This is my last entry..... this year! I am back in Yangshuo for a while now, celebrating Christmas and New Year. So from Yangshuo I wish all the people who I haven't given the best wishes yet all the best for 2008! Let's make it a great year!
 
My last entry was in Shanghai, so I'll start from there.
 
The day I left Shanghai, the weather changed and it started raining. Rain and overcast skies have been the weather type pretty much all the time, and it still is, although it's getting better.  The temperature has been somewhere between 5 and 15 in the day, much colder at night. So I left Shanghai and arrived by bus in Suzhou, in a slight drizzle, walked about 6 kms to the hostel and didn't do much the rest of the day.
 
The first full day in Suzhou it was dry and I went to the small canal town of Tongli. The entry price of Y80 (about 8 euro) was quite steep, but in the end it was worth it I guess. I teamed up with a Chinese guy from Shenzhen and we walked around the town the whole day. There were quite a few nice mansions with pretty gardens and lots of little canals. We also went out to a small island in the lake, and on that island was a small lake, with great reflections of nearby buildings.
 
The following day I saw some gardens (that's what Suzhou is famous for), the Silk Museum and a couple of pagodas. After this I wandered around Suzhou back to my hostel and grabbed my backpacks and continued to the bus station, from where I took a bus to Nanjing. After a boring ride I arrived Nanjing, but couldn't quite orientate myself, and I didn't know at what bus station I would arrive. Luckily, the friendly people from the bus guided me to a subway station, from where I could continue the trip into town. The hostel I wanted to stay at was only one subway station further down the line. Because it was already quite late, I didn't do much anymore that day.
 
The next day I visited the dead. By that I mean I went to both the Ming Xiaoling Tomb, the grave of the first Ming emperor and the only one to be buried outside Beijing, and to the Sun Yatsen Mausoleum, the grave of the father of modern China. The first one was a predecessor in terms of design for later Ming tombs and even the Forbidden City in Beijing, while the second one was more impressive. I also went to the Linggu Temple complex, which was a bit of a anticlimax. All these sights are on a mountain near Nanjing and after that I went back to town to see the Zhonghua Gate, a gate consisting of 4 gates behind each other: very impressive. After taking a closer look I discovered that the buildings on top of the 3 smaller gates are fakes and made of styrofoam: quite a disappointment, because I was really fooled.

> **Information given**:

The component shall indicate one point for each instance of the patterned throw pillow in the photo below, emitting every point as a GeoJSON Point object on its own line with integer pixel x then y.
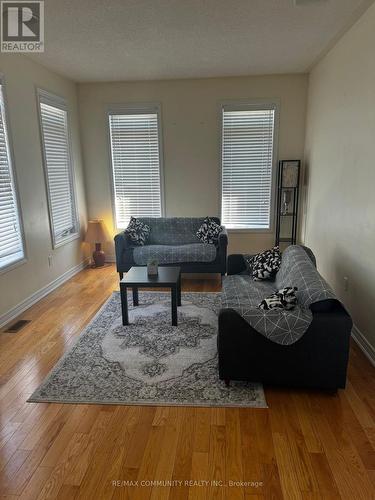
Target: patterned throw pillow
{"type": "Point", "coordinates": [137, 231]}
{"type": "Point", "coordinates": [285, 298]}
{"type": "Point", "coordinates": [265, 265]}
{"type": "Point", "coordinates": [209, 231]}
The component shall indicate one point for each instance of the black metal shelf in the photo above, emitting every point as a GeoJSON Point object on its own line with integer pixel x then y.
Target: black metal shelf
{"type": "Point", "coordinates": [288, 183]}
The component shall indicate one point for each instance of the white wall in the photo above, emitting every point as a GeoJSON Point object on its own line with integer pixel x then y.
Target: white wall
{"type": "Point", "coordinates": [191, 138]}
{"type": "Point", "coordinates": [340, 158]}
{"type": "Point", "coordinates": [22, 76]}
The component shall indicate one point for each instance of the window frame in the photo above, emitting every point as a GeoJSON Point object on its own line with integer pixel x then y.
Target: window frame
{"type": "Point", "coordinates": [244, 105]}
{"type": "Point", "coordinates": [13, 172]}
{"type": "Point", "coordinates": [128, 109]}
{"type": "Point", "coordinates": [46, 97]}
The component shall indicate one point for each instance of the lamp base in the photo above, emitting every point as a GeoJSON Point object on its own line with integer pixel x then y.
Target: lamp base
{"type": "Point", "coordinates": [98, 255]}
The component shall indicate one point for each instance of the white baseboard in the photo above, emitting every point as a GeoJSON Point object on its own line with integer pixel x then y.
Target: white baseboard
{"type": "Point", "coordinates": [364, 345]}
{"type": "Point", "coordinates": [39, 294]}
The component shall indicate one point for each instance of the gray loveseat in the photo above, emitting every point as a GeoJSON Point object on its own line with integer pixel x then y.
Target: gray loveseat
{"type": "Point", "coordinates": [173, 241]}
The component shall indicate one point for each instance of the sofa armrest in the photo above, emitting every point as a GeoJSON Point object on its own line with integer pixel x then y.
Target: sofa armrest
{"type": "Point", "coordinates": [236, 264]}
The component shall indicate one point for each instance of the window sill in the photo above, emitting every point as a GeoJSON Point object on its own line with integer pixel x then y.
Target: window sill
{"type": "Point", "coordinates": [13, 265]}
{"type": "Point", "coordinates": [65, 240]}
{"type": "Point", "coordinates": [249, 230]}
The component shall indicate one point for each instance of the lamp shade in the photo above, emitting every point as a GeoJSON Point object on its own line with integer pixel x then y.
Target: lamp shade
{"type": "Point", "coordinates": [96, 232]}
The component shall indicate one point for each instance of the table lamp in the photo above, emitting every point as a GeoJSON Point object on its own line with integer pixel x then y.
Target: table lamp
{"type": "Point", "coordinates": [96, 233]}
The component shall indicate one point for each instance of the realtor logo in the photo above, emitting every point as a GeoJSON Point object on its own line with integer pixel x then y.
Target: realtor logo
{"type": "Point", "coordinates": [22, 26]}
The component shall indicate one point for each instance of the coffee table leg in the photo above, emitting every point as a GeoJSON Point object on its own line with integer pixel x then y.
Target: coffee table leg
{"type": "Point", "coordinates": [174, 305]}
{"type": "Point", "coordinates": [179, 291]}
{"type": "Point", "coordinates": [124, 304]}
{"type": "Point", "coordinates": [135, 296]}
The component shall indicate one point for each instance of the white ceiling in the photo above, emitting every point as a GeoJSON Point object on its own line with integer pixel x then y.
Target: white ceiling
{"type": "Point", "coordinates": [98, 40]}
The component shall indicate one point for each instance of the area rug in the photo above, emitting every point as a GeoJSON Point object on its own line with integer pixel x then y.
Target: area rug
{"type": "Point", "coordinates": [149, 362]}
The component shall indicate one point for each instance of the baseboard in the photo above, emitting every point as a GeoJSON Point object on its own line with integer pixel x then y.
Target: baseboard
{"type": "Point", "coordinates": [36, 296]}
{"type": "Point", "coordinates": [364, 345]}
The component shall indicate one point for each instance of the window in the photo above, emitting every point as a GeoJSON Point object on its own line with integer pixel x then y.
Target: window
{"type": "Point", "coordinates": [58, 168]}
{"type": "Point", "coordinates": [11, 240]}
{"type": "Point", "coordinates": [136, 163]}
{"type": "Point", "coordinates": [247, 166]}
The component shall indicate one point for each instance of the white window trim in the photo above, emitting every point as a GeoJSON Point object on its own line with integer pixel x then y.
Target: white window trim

...

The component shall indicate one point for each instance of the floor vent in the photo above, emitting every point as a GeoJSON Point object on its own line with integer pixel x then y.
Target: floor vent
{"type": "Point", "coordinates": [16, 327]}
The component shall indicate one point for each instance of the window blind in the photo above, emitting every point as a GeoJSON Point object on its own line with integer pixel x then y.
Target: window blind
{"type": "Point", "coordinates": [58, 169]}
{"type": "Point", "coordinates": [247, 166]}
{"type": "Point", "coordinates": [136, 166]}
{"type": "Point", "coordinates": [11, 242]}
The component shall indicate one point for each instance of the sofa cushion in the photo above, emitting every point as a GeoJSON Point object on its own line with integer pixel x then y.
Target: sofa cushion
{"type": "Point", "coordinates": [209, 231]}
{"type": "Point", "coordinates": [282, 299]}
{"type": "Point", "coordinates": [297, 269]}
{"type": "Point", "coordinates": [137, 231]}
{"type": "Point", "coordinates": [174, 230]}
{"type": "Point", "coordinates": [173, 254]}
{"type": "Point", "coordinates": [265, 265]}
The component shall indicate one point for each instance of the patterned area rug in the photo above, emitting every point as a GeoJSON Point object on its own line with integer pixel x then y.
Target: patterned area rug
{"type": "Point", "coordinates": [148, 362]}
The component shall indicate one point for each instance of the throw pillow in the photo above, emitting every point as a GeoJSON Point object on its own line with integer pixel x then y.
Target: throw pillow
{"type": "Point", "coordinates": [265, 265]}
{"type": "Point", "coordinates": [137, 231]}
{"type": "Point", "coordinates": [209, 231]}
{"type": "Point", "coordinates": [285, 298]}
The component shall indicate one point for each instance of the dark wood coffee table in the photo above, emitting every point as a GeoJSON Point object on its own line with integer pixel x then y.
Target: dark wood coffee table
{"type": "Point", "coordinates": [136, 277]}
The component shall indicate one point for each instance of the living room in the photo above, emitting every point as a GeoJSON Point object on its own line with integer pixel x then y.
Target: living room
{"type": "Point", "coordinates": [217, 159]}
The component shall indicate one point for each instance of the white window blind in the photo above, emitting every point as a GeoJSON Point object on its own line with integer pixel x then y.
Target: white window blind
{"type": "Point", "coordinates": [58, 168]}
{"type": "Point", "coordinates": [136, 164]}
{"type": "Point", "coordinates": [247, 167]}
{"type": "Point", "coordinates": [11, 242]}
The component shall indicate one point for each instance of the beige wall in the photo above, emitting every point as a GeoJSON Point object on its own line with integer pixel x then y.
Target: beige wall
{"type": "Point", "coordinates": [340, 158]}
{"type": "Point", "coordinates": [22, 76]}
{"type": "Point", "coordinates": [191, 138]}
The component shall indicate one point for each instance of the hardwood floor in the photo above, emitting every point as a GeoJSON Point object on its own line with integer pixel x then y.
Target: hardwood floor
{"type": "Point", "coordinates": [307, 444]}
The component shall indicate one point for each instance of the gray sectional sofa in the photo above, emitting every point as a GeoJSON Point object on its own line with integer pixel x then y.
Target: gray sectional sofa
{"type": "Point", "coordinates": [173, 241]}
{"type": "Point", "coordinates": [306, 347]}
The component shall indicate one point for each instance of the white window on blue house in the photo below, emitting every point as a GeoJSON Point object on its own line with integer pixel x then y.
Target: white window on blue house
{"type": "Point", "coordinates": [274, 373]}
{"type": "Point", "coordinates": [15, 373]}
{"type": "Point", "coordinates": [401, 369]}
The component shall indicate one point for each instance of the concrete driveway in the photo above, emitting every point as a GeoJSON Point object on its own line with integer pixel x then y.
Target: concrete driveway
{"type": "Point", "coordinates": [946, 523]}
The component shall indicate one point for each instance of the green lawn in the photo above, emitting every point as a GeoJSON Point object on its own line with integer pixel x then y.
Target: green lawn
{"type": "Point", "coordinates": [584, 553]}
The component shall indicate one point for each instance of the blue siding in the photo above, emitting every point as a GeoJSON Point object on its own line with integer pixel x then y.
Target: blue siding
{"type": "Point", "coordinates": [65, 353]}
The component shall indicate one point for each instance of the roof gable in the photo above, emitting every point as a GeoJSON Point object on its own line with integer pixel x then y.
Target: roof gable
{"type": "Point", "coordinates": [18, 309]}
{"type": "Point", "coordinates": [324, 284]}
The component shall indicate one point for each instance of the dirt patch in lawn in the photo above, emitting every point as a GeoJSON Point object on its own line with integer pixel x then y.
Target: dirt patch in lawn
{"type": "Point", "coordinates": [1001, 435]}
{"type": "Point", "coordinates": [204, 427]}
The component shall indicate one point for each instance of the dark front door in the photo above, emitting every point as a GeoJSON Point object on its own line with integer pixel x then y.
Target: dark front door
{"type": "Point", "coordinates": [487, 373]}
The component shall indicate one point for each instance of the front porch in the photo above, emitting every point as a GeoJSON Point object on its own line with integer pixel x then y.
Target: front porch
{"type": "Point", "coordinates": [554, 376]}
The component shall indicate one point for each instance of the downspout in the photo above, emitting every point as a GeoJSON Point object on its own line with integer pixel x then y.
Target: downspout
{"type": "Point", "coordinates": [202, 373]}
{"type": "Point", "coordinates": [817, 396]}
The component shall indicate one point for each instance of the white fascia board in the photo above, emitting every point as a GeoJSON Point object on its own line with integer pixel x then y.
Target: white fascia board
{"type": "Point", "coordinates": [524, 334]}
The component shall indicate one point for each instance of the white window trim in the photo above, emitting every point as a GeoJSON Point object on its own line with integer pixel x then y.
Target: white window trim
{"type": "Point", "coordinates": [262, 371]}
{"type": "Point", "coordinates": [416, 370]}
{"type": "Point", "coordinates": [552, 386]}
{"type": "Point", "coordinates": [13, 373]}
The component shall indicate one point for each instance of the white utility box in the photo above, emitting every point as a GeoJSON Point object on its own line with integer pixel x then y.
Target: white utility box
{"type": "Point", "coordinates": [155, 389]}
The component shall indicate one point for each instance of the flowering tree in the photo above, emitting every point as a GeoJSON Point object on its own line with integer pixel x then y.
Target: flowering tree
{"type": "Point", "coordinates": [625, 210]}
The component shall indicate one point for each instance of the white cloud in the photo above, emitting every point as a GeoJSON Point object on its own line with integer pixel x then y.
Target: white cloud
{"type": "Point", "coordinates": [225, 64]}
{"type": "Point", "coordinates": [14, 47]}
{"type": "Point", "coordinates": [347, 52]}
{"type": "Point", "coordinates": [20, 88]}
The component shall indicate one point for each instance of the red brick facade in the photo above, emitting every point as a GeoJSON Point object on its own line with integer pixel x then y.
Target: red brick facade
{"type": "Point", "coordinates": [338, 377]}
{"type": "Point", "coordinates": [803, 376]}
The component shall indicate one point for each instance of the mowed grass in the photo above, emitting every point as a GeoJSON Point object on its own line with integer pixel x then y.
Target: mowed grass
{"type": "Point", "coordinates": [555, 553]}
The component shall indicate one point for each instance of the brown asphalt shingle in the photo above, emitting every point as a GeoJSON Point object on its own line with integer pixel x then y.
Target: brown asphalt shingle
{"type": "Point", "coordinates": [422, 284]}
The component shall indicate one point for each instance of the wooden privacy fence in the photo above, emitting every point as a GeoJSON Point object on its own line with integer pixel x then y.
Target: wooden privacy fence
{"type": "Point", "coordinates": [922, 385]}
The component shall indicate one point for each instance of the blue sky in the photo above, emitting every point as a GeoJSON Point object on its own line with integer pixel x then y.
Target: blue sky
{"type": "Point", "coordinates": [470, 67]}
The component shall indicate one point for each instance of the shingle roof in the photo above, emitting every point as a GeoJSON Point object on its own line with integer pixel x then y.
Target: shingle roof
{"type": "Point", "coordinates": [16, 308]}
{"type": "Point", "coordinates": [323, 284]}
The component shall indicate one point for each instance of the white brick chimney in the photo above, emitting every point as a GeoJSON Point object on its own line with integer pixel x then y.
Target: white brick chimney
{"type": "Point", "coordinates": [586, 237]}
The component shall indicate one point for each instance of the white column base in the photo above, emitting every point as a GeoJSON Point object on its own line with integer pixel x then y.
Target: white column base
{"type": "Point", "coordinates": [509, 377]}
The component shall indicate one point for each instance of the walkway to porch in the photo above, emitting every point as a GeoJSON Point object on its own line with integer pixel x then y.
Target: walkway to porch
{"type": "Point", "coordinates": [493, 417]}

---

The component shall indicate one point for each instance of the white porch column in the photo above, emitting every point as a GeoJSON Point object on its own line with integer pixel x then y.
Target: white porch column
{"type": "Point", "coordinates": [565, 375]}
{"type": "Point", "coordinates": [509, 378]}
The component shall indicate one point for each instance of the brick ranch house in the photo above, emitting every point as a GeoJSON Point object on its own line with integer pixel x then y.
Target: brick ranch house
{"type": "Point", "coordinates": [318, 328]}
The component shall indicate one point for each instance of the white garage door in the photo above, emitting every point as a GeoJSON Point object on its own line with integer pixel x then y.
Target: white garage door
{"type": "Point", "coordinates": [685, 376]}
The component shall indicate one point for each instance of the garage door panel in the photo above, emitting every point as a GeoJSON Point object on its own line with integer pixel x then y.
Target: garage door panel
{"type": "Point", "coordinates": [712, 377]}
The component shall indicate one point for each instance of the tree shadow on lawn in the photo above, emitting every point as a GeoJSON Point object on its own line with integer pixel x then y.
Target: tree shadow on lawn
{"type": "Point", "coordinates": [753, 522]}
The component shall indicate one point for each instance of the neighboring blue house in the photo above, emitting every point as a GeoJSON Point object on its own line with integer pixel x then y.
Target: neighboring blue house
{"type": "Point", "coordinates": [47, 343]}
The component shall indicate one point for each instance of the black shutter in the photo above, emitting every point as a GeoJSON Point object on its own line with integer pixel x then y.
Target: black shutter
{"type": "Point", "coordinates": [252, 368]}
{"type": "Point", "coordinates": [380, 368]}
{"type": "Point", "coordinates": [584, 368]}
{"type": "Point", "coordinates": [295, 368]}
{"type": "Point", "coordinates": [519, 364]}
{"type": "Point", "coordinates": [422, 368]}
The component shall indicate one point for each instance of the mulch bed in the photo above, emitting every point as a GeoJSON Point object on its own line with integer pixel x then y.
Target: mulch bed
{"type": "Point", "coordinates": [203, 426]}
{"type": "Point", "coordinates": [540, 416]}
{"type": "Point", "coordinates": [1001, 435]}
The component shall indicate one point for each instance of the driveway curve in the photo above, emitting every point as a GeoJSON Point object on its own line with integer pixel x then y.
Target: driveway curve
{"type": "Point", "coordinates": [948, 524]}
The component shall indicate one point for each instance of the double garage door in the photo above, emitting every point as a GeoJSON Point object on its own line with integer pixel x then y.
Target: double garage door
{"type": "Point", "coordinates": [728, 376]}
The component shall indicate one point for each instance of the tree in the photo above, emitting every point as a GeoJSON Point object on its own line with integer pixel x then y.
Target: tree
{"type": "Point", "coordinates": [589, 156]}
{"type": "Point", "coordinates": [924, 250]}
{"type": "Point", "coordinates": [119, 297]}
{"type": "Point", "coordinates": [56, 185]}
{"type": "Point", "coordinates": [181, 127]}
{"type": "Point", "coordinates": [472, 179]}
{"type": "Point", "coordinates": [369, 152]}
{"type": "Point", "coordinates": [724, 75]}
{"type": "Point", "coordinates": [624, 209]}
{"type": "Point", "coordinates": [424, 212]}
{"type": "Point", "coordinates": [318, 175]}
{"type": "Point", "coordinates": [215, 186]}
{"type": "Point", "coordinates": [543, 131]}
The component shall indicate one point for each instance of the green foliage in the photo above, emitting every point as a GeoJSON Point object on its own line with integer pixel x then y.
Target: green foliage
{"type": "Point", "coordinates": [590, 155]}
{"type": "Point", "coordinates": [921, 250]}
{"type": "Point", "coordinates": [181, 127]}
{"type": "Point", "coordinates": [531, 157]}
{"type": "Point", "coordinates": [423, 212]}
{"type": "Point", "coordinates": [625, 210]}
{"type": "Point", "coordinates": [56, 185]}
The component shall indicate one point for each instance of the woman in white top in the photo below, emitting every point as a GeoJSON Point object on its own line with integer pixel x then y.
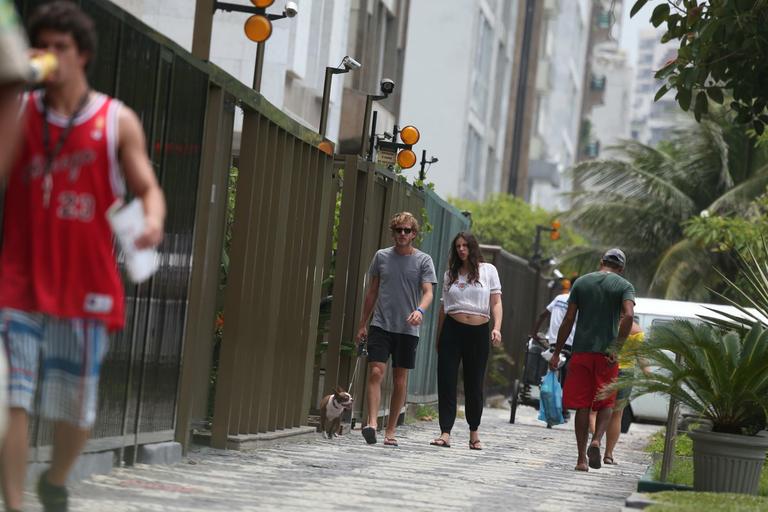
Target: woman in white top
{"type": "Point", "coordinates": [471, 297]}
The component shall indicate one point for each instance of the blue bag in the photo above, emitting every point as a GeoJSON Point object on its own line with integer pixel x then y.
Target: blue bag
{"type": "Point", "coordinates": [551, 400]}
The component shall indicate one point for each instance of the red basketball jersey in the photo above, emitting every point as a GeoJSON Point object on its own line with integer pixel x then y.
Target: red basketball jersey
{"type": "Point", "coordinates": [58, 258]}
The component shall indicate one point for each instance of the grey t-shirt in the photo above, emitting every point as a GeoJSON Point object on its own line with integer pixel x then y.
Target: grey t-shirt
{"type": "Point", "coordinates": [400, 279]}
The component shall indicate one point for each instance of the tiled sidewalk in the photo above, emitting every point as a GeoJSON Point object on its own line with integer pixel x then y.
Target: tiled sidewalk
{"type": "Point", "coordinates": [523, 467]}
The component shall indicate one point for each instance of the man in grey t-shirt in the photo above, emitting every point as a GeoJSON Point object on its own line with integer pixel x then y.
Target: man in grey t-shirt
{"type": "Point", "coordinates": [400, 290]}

> **Task A**: Which lines in the listing contain the word "wooden"? Collect each of them in full.
> **Task B**: Carry on the China travel diary past its final sentence.

> **Expected answer A**:
The component shall indicate one point for each instance of the wooden privacy fence in the photo above, emitting every point as a GeoJSON Point object on its own line with integer pixel x then y.
Target: wooden privacy fence

> **Expected answer B**:
I couldn't leave Nanjing without visiting the Nanjing Massacre Memorial Hall, especially because this atrocity happened exactly 70 years ago when I was in Nanjing. For those who don't know: on 13 December 1937 the Japanese captured the city of Nanjing - the then capital of China, and in the six weeks after that killed between 300,000 and 400,000 civilians and raped at least 20,000 women and little girls. The exhibition tells this story without being very nationalistic and the stories and pictures are very impressive. It was also very busy today and I was being pushed all the time. At a certain time I realised that it was already quite late, so I rushed to the exit, which I thought would be near the entrance, but I wasn't allowed to exit here. I ran around the complex for almost half an hour to find an exit and when I found it I ran to the bus stop where I there was a bus leaving at that very moment. Back at the hostel I grabbed my stuff, walked quickly to the subway station, and there I took a subway to the main train station. Arriving here I had only 20 minutes left for the train to Tunxi. I had a hard seat, which was fine and about 5 hours later I arrived at about 10 o'clock in Tunxi, where I checked in into a hostel and booked a bus for that following early morning to Huang Shan. In the dormitory met the French-Canadian Max, with whom I talked until very late that night.
 
A few hours later Max and I, together with an Israeli girl got into the minibus towards Huang Shan. Huang Shan is supposed to be the most beautiful mountain in China. The minibus dropped us in Tangkou, a small village at the base of the mountain, but alas not at the bus station. So we took a taxi to the beginning of the trail. The trail consists mostly of steps and we ascended via the so-called eastern steps. This climb was relatively easy, at least for Max and me. The peaks at the summit were beautiful and the views were pretty good. After walking around here for a while, we headed back down, now via the western steps. This path was way more interesting than the eastern steps, with much better views. This path is also twice as long (about 15 kms) and pretty much steps all the way. I really started to feel this after a while, especially on my knees. It also turned dark, and the last part we were walking in the dark. Having arrived at the car park at the bottom of the steps, we took a taxi to the Tangkou bus station, only to find out that we'd missed the last bus by 30 minutes. We decided to walk to a main road to see if there were maybe buses passing by.  While doing this we met Mr Hu, who told us there were no buses anymore. They talked about this guy in the Lonely Planet, so we figured he was alright. We went to his small restaurant, had some food and here the Israeli girl turned sick and threw up: maybe we had pushed here a little bit too hard today. After dinner Mr Hu arranged a rather cheap taxi for us to bring us back to Tunxi.
 
The next day we didn't do anything at all, just resting and using the internet. We also watched a movie that night. The day after that lazy day Max and I went to visit the Unesco village of Hongcun, where they also shot large parts of the movie Crouching Tiger, Hidden Dragon. The village was quite beautiful, but after an hour so we'd seen the whole place. We were a little too late to also visit the similar nearby of Xidi and decided to head back to Tunxi. Here Max took the train to go to Xiamen.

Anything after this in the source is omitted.